Quoted passage.
The Underwhelming Frannie Loan-Mod Plan

 

The Frannie loan-mod plan has arrived, and it's not particularly exciting. Among the more obvious problems:

 

  • It applies only to mortgages owned by Frannie, which means, by definition, that it doesn't include subprime mortgages. FHFA is trying to apply moral suasion -- but no cash -- to persuade other mortgage holders to adopt the same plan. Good luck with that.
  • It doesn't even begin to address the problem of mortgages which have been securitized, rather than being held by a single bank.
  • It's based on the idea that servicers "have dedicated personnel who are experienced in working with borrowers who are struggling with finances, but who are eager to keep their homes". Not nearly enough of them they don't.
  • It requires borrowers to be 90 days delinquent -- and therefore gives many borrowers with mortgages over 38% of their gross monthly income a massive incentive to cease making any mortgage payments now.

Job.
Repeat the part of the Frannie loan-mod plan passage that starts with "The Frannie loan-mod" and goes on through "a single bank.", word for word.

(Records from a data source)

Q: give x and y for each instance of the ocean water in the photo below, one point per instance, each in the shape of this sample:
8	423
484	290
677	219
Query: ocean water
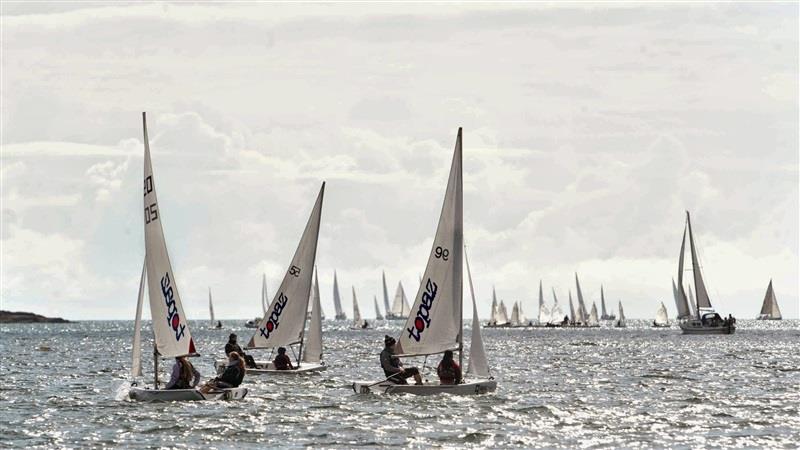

Exercise answer.
The Frannie loan-mod plan has arrived, and it's not particularly exciting. Among the more obvious problems:

 

  • It applies only to mortgages owned by Frannie, which means, by definition, that it doesn't include subprime mortgages. FHFA is trying to apply moral suasion -- but no cash -- to persuade other mortgage holders to adopt the same plan. Good luck with that.
  • It doesn't even begin to address the problem of mortgages which have been securitized, rather than being held by a single bank.